§ **WHAT YOU HAVE TO DO**: Gather every line in the entries below that contains the word "framed" and copy each of those lines in full.

[Saved entries]
::::

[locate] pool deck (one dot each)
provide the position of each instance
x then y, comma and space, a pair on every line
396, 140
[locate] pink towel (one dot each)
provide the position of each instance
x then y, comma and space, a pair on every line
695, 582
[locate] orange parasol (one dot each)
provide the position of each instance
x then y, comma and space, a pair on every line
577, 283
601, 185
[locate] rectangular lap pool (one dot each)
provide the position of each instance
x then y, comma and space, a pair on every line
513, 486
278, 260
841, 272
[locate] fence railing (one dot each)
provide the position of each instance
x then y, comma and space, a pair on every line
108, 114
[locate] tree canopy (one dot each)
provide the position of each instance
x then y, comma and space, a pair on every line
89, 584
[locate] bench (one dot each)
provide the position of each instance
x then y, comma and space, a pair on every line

::::

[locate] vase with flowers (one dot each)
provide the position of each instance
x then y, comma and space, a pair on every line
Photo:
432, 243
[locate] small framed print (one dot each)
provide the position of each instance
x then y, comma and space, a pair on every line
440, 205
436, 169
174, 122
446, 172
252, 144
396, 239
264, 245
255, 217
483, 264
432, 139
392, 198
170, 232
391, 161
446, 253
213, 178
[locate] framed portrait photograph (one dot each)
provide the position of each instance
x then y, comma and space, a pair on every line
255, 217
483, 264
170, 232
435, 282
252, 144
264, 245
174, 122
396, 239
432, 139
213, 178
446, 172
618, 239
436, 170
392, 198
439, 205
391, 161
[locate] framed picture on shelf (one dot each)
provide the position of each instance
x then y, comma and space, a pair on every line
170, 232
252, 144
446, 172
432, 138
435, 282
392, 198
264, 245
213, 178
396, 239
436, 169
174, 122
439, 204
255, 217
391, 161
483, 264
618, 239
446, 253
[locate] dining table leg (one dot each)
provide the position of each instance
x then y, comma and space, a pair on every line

::::

§ **OUTPUT BELOW**:
[locate] small framed print (one dot each)
[locate] framed portrait photograph (one dot each)
[locate] framed picture on shelf (one dot each)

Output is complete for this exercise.